PASSAGE TO READ:
The pro to volume is that it is easy to calculate and stays (mostly) stable.

The con is that, as mentioned, it leads to cramped spaces, but also it leads to weird player behavior like "what if we filled the lower passages with cargo?"

What if both?

The problem I have created for myself is that my stupid starships are limited by stupid both. Realspace travel is mass-based, jumpspace travel is based on the volume of the jump field. Good job, me.

(Semi-tangential: Trav ships have realspace "maneuver drive" ratings of 1G, 2G, etc. Which is a reasonable way to measure acceleration except technically a 1G ship can't get off a higher-grav world.)

Back to starship construction rules

I've made my life difficult in that I kind of want each major power to have its own style of not-necessarily-compatible starship, which means at least four variations on construction rules.

I just finished reading C.J. Cherryh's latest, Alliance Unbound, which I feel like touches on a bit more of the starship details than previous books have. In particular, there are a lot of little mentions of ships being upgraded (including from pre-FTL "pushers"). And that's a thing I kind of want: Trav starship generation was very static, though there was some improvement across tech levels.

Referring expression grounding data
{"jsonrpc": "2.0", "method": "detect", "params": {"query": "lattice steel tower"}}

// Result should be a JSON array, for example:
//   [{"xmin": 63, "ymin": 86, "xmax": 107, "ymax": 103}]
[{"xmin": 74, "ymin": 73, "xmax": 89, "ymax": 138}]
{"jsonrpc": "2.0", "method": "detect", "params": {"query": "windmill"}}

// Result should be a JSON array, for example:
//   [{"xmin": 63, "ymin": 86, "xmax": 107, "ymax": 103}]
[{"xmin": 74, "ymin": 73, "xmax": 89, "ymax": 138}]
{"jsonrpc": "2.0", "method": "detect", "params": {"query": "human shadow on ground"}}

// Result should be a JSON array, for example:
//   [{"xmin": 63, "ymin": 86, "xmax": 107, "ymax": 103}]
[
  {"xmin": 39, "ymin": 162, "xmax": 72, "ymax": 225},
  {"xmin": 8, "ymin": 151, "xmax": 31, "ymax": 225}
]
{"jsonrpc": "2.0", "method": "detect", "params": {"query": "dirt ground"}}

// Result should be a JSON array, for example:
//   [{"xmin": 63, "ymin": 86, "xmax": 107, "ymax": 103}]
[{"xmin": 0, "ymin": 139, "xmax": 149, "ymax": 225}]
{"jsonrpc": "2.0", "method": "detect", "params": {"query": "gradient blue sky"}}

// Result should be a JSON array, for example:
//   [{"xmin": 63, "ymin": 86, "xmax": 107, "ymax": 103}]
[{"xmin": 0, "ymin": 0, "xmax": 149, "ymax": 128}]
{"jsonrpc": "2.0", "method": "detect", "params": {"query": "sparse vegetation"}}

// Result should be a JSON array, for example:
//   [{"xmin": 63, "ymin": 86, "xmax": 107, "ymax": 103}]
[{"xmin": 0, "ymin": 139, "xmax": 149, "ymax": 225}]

PROBLEM DETAILS:
Please continue the starship construction rules post above, starting right after its final sentence.

ANSWER FOR THIS EXERCISE:
I think I will dial down the number of actual "can construct a starship from scratch" shipyards, or more accurately the number of drive manufacturers. I'm thinking a sort of airliner model: the engine makers are separate(ish) from the airplane makers.

But on a broader level: the custom starship construction rules in Trav are interesting, because obviously it takes a moderately long time to build a starship (I forget the exact time frame in the rules), and every game I ever played that had a custom ship, the player came in with it. (Including, once, a player who tried to bring in an active Navy guy with three ships under his command. He was the owner of the BBS so when I, as GM, vetoed it, he kicked me off the BBS and that, folks, is how the Old Phoenyx Bar & Grill, eventually phoenyx dot net, came to be.)

Anyway.

I feel like more often it's going to be a Firefly situation: "here are the ships that are available in your price range." Which sort of means the gamemaster needs to design a ship now and then, but those rules are a little faster and looser because the ship is just whatever the campaign needs it to be, not what a minmaxing player is trying to design.

Robots

I was thinking Book 8, Robots, came out much later in my Trav career but in fact it was out just a year after Merchant Prince. Maybe I just saw it/bought it much later, since that was before the Internet-mediated instant spread of game publishing info.

Again, thirds: a fairly detailed addressing of robots in a lot of different polities - not just the six Major Races, either. Skimming through the Hiver view of robots, that's probably closer to what my Zhdez view is: all in. (In fact, overall the Hivers are a lot more of a Culture vibe than the Zhodani are.)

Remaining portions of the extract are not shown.